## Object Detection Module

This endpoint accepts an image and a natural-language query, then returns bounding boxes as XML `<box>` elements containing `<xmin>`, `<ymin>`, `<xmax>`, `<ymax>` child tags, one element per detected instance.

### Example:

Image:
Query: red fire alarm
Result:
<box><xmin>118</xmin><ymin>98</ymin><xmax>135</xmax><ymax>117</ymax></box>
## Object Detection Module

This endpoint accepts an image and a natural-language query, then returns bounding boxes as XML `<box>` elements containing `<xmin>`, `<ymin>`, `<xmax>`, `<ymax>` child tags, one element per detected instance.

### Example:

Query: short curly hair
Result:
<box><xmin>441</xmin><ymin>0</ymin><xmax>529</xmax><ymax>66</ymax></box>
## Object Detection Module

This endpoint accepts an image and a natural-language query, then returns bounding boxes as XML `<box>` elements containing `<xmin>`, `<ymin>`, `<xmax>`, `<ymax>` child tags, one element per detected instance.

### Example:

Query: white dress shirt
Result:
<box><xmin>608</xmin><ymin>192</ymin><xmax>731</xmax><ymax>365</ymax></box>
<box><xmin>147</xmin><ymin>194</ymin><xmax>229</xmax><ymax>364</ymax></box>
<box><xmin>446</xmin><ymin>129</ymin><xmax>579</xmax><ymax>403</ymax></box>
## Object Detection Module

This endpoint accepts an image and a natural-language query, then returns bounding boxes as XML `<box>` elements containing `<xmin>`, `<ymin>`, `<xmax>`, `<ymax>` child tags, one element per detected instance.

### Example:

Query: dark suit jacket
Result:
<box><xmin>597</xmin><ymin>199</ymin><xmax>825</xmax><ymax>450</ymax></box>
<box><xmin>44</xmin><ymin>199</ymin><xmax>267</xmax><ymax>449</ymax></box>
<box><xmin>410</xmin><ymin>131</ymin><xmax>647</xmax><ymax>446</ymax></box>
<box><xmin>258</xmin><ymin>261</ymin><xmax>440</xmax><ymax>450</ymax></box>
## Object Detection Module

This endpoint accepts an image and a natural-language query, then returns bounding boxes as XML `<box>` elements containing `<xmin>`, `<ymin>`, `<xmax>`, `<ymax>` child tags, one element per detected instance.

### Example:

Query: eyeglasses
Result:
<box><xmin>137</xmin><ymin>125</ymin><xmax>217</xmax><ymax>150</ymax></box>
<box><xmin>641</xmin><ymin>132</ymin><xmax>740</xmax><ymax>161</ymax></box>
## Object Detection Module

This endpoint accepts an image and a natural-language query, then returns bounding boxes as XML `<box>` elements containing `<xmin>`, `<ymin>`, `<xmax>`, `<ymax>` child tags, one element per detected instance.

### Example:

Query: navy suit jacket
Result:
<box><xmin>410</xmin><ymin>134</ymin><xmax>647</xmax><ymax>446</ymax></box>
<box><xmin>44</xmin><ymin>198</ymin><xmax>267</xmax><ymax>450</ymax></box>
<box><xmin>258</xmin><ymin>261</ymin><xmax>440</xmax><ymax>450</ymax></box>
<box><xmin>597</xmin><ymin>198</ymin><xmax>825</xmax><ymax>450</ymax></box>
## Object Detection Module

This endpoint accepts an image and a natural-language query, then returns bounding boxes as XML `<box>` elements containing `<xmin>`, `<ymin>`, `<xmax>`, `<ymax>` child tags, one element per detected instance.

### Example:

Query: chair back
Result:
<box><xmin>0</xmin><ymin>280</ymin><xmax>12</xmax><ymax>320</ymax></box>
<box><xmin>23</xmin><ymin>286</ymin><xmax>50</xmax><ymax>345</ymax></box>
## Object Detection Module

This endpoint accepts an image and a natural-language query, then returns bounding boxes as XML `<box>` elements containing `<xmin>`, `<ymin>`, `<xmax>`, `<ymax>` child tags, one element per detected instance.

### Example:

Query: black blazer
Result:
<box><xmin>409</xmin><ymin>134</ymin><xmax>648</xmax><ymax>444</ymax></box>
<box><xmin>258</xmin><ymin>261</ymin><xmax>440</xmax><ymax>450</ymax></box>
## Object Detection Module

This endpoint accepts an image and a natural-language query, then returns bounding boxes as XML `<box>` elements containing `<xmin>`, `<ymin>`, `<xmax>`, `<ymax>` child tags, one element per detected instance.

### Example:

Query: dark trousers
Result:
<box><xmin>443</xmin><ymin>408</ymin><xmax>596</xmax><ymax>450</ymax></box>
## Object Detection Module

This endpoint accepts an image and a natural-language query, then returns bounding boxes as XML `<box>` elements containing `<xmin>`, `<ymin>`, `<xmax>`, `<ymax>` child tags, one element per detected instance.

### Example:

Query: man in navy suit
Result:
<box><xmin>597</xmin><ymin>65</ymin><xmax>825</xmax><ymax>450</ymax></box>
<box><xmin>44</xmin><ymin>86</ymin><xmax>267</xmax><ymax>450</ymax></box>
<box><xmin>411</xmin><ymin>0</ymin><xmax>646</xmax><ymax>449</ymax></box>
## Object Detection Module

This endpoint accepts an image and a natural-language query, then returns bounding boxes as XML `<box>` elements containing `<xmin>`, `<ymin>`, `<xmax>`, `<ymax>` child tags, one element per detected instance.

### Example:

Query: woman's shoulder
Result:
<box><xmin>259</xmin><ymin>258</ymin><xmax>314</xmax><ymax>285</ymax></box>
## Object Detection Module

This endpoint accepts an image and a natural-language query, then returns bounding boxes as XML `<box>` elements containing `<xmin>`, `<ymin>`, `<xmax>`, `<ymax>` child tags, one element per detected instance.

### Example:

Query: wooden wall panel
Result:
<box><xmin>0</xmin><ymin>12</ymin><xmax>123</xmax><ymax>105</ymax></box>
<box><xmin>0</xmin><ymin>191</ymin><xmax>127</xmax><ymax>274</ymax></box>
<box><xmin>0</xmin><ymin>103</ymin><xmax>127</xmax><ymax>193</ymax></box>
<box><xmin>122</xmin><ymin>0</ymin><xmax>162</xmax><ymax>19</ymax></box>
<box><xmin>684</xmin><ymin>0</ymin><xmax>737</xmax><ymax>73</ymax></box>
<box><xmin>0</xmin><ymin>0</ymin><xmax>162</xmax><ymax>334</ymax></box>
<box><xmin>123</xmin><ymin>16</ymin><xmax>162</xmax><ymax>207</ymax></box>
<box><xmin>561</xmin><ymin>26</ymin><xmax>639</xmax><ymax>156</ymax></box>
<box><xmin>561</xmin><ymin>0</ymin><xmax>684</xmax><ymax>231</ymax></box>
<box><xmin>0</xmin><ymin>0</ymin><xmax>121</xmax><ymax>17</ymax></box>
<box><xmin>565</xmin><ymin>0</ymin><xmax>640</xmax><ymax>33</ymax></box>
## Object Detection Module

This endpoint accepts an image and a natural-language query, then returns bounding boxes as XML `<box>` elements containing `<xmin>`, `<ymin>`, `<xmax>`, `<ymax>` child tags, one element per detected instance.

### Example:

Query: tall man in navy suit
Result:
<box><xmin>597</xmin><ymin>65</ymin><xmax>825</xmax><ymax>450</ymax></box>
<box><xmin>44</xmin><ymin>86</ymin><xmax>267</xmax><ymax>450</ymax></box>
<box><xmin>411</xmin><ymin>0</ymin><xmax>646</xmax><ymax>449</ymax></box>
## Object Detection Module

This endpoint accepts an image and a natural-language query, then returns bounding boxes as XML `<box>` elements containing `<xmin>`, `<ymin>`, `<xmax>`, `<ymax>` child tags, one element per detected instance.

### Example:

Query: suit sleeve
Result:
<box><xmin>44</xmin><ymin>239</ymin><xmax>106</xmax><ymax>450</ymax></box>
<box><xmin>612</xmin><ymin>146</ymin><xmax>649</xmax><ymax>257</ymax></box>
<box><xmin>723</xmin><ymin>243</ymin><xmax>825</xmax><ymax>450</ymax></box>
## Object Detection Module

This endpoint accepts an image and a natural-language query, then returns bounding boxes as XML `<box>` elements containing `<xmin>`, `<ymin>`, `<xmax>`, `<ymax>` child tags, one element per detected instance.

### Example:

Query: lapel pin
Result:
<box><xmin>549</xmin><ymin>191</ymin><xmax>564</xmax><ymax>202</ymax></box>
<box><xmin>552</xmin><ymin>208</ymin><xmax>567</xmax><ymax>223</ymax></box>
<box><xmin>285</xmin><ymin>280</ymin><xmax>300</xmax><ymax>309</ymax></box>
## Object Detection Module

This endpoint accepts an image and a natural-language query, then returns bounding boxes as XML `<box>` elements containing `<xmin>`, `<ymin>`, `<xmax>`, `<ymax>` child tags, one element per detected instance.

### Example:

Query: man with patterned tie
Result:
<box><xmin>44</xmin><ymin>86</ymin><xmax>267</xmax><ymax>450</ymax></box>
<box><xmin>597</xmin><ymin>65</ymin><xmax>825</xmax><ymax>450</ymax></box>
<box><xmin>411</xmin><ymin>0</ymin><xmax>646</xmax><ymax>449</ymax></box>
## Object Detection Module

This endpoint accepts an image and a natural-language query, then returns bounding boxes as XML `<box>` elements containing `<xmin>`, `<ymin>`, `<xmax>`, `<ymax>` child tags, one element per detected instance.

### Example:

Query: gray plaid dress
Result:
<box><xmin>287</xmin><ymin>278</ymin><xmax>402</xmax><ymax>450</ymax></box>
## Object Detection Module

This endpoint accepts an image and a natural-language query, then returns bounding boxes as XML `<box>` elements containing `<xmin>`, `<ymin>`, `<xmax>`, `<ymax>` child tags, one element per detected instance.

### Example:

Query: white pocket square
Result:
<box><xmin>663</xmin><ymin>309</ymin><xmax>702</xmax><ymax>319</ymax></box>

◆ Your objective
Filter the data above and keep only the lines that contain the string "jacket". Matching is case-sensitive.

◆ Exercise answer
Query: dark suit jacket
Query: navy suit jacket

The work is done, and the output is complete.